The firm or agency’s ultimate ethical obligation is to protect the interests of its clients.8 To accomplish this task, a firm or agency should consider the following steps appropriate when dealing with an impaired lawyer: (1) speaking with the impaired lawyer about the perceived impairment and need for remediation; (2) requiring the impaired lawyer to seek assistance or professional evaluation as a condition of continued employment; or (3) referring the lawyer to the Bar’s confidential Lawyer Assistance Program. It may also be appropriate to provide the lawyer a list of firm-developed referrals or resources for education or assistance/consulting with outside mental-health professionals or other medical professionals. Depending on the circumstances, it may also be appropriate for the firm or government agency to consult with mental-health or medical professionals about the lawyer, prior to engaging in any remedial activities. To the extent such consultation is sought, the firm should ensure that its disclosures regarding the lawyer comply with applicable laws. See Footnote 3.
Firms and agencies should seek to create a culture of compliance that encourages reporting within the organization, including by lawyers and staff who do not have managerial or supervisory responsibilities. Although there is no provision in the Rules requiring subordinate lawyers to take steps to ensure that another lawyer’s conduct complies with the Rules, Rule 5.2 requires subordinate lawyers to abide by all Rules, even when acting at the direction of others.9 Subordinate lawyers should be reminded that (1) even when acting at the direction of another, a subordinate lawyer should not take actions that would ratify the misconduct of an impaired lawyer, and (2) if reporting is mandatory under Rule 8.3, then a subordinate lawyer’s duties may be discharged only by a report to the Office of Disciplinary Counsel, as discussed below. Rule 5.3 imposes upon lawyers an obligation to ensure that non-lawyers employed by or otherwise associated with lawyers engage in conduct that is compatible with the professional obligations of the lawyers.

→ **GIVEN MATERIAL**:
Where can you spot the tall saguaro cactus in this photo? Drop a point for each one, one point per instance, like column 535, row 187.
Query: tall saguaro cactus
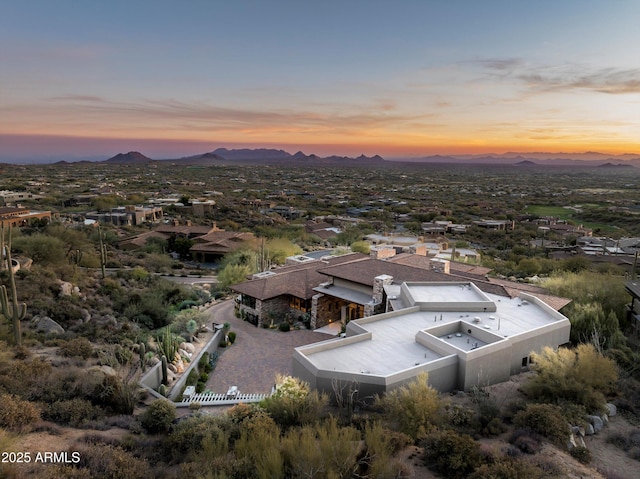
column 11, row 309
column 103, row 253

→ **REQUIREMENT 1**:
According to the passage on impaired lawyers, what is a firm or agency's ultimate ethical obligation?
→ **REQUIREMENT 2**:
Carry on the passage on impaired lawyers from its last sentence.
The material is not needed for anything you are asked to do here.

→ **ANSWER AREA 1**:
To protect the interests of its clients.

→ **ANSWER AREA 2**:
If a managerial or supervisory lawyer in a law firm or agency receives a report from a lawyer or staff member, the managerial or supervisory lawyer must investigate and, if it appears that the report is meritorious, take appropriate measures to ensure that the impaired lawyer’s conduct conforms to the Rules. If the firm or agency declines to take action, then the reporting lawyer should seek guidance as to the lawyer’s professional responsibilities from the Bar’s Legal Ethics Helpline or from appropriate legal ethics advisors within or outside the lawyer’s organization.
If the firm or agency makes reasonable efforts to ensure compliance with the Rules, as set forth in Rule 5.1, then managerial and supervisory lawyers will not be ethically responsible for the impaired lawyer’s violation of the Rules, unless they knew of the conduct at a time when its consequences could have been avoided or mitigated but failed to take reasonable remedial action. See Rule 5.1(c)(2).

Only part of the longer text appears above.